_PASSAGE_
III.             La décision du comité d’appel était-elle déraisonnable?

[11]           Le procureur général du Canada soutient que la décision du comité n’était pas déraisonnable parce qu’il a examiné la preuve dont il disposait et a tenu compte des critères valides pour qualifier une indemnité pécuniaire par rapport à une indemnité non pécuniaire.

[12]           Je ne suis pas d’accord. Le comité semble avoir mal compris la preuve et les facteurs qui peuvent avoir mené à un résultat différent.

[13]           Comme je l’ai fait remarquer, le comité disposait d’éléments de preuve établissant que l’indemnité versée par la CSPAAT à Mme Malott a été qualifiée par la CSPAAT d’une indemnité pour perte de revenus. Bien entendu, comme le comité l’a lui-même déclaré, il n’était pas lié par l’avis de la CSPAAT. Toutefois, le comité aurait dû tenir compte du fondement sur lequel cette qualification a été faite.

[14]           Selon le droit ontarien en vigueur à la période pertinente – les années 80 – l’indemnité n’était tout simplement pas payable pour des pertes non pécuniaires. L’indemnité que Mme Malott a reçu de la CSPAAT était payable au titre du paragraphe 45(1) du Workmen’s Compensation Act, RSO 1980, c 539, antérieur à 1989, tel qu’il a été modifié par le SO 1984, c 58, qui dispose que la [traduction] « diminution de la capacité de gain » devait être évaluée sur la foi de la nature et de la gravité de la blessure de la personne visée. La personne aurait droit à l’indemnité au moyen de paiements périodiques pendant toute sa vie ou pour une période de temps plus courte. Cette somme de dépasserait pas 90 % des revenus nets de la personne. Sur le fondement de cette formule, en 2010, Mme Malott a reçu une somme forfaitaire de la CSPAAT représentant les paiements mensuels accumulés pour la diminution de sa capacité de gagner un salaire datant de 1987.

[15]           Cette loi ne visait que les indemnités pour pertes pécuniaires. Les indemnités pour perte non pécuniaires ont été ajoutées plus tard, mais seulement pour les blessures qui ont eu lieu à partir du 2 janvier 1990. Cela ne s’appliquait pas à Mme Malott. La lettre de la CSPAAT citée par le comité confirmait que Mme Malott n’était pas admissible à l’indemnité pour perte non pécuniaire. Par conséquent, la loi en vertu de laquelle l’indemnité de la CSPAAT a été versée à Mme Malott visait clairement à offrir une indemnité pour une perte de salaire, qui est une perte pécuniaire.

[16]           Le comité a relevé que l’indemnité versée par la CSPAAT à Mme Malott était liée au degré de ses troubles psychologiques et en a tiré l’inférence que le paiement visait une perte non pécuniaire. Cependant, il est certain que les indemnités pécuniaires et non pécuniaires doivent tenir compte du degré d’invalidité de la personne visée. Cela semblerait être un facteur neutre.

_ENTRÉES_

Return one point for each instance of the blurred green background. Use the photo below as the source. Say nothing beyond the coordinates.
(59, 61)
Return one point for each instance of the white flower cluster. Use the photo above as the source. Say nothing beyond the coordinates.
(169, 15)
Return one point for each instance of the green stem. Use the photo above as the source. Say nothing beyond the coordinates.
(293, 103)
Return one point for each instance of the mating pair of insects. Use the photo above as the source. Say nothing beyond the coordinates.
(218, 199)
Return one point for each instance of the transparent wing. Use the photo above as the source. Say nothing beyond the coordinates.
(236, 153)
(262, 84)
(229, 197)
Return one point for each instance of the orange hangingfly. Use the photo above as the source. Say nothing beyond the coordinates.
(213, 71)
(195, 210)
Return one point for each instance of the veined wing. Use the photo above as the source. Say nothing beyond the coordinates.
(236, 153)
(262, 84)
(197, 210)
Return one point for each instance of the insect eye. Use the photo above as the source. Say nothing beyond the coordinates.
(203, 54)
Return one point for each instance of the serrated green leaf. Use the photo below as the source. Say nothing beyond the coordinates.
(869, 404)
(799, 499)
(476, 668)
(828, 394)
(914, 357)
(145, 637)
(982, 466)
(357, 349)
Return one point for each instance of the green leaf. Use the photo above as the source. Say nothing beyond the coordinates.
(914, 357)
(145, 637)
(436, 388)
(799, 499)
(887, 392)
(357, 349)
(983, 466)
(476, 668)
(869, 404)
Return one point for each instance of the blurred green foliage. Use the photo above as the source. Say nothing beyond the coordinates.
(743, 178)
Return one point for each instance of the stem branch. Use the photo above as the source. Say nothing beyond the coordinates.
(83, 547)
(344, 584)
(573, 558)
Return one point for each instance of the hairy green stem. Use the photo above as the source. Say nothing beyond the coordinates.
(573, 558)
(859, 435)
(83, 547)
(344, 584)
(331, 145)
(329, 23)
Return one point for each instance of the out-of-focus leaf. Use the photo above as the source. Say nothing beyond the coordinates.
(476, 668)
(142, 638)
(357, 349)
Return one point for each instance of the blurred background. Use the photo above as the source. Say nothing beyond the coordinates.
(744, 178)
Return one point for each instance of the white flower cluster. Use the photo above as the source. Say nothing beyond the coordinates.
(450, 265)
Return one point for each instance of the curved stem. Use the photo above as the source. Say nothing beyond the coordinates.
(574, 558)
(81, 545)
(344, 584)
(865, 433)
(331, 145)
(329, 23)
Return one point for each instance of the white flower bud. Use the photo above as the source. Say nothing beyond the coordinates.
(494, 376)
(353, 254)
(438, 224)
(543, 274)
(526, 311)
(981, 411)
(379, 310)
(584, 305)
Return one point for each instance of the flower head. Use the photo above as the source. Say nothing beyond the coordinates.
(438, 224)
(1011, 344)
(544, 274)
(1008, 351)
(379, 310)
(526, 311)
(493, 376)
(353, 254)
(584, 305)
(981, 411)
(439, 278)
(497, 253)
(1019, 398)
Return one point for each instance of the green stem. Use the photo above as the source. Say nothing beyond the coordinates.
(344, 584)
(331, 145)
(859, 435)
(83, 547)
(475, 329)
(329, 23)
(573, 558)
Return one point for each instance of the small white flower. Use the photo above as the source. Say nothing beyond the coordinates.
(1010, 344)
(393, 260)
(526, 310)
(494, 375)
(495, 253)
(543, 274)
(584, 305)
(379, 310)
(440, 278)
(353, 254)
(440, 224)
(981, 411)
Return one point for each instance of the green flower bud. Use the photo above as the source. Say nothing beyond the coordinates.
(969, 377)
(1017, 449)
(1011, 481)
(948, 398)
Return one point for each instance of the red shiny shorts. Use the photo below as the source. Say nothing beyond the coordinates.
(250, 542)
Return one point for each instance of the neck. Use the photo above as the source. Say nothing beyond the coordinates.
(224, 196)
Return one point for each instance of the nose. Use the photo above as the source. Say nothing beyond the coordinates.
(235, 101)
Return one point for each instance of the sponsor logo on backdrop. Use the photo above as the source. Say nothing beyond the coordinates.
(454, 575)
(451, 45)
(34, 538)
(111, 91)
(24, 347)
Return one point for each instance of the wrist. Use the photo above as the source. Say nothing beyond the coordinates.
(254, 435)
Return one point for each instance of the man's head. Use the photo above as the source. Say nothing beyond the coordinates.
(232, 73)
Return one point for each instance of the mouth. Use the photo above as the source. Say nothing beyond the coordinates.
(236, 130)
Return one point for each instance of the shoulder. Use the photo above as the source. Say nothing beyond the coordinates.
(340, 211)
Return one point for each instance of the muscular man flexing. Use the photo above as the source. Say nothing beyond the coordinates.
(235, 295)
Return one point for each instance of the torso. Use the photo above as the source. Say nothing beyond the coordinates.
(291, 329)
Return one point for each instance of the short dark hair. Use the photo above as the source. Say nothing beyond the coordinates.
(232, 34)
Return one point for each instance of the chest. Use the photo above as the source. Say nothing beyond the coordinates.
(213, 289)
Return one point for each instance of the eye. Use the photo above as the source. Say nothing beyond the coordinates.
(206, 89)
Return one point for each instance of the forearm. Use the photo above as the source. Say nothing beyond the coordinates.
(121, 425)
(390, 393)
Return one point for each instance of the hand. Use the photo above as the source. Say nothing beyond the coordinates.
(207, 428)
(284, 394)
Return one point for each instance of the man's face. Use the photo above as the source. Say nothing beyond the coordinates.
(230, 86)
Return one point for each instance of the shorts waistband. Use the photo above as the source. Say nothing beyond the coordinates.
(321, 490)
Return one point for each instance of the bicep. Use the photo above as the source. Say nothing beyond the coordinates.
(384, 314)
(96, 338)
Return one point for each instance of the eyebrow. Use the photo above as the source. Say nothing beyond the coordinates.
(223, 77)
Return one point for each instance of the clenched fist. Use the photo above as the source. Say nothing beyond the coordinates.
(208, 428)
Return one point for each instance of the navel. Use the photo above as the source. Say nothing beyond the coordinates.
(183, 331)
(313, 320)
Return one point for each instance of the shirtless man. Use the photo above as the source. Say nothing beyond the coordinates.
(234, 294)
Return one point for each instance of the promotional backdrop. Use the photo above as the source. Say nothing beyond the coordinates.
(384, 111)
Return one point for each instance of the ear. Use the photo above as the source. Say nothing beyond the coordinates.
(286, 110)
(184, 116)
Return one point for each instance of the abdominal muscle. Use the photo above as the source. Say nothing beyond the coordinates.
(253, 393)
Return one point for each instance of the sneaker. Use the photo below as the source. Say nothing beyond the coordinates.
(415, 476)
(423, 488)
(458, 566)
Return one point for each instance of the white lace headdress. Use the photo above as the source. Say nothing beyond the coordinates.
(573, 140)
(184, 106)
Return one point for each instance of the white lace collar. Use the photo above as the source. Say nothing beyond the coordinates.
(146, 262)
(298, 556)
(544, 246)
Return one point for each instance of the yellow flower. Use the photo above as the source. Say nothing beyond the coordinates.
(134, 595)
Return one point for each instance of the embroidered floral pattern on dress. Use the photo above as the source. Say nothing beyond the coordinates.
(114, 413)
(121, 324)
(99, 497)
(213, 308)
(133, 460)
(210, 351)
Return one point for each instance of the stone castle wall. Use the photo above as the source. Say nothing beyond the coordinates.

_ÉNONCÉ A_
D'après le passage, à partir de quelle date les blessures ouvraient-elles droit à une indemnité pour perte non pécuniaire ?
_ÉNONCÉ B_
Reproduisez fidèlement le passage, de « III.             La décision » à « un résultat différent. ».

_RÉPONSE DÉTAILLÉE A_
Ces indemnités s'appliquaient aux blessures survenues à partir du 2 janvier 1990.

_RÉPONSE DÉTAILLÉE B_
III.             La décision du comité d’appel était-elle déraisonnable?

[11]           Le procureur général du Canada soutient que la décision du comité n’était pas déraisonnable parce qu’il a examiné la preuve dont il disposait et a tenu compte des critères valides pour qualifier une indemnité pécuniaire par rapport à une indemnité non pécuniaire.

[12]           Je ne suis pas d’accord. Le comité semble avoir mal compris la preuve et les facteurs qui peuvent avoir mené à un résultat différent.